INSTRUCTIONS FOR THE TASK
Return every line below in which "that" appears.

PROVIDED RECORDS
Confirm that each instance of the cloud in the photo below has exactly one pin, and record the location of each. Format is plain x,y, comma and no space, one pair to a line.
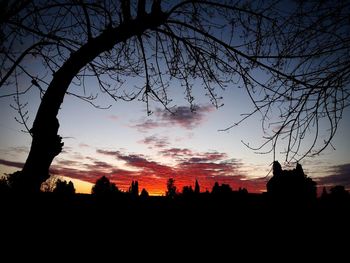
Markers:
146,125
113,117
155,141
183,116
176,152
11,164
339,175
207,168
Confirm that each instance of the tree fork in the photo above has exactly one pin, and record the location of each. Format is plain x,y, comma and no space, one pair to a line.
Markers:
46,143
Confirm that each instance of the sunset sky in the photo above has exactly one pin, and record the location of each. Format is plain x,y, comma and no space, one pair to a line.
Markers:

PROBLEM SOLUTION
Confirm that each instance of the cloud in the photo below has exactly one pin, and record the location of each. Format is plain x,y, comma and no space, one pair to a line.
Confirm that each instance of the tree fork in the photo above has exactly one pin, and record the location of each. Format is plain x,y, comma and no space, one pair to a line.
Confirm that each instance of the sunset sky in the photo above has exactly one pin, and record the location of each. Format is plain x,y, comma and no space, one pair to a line.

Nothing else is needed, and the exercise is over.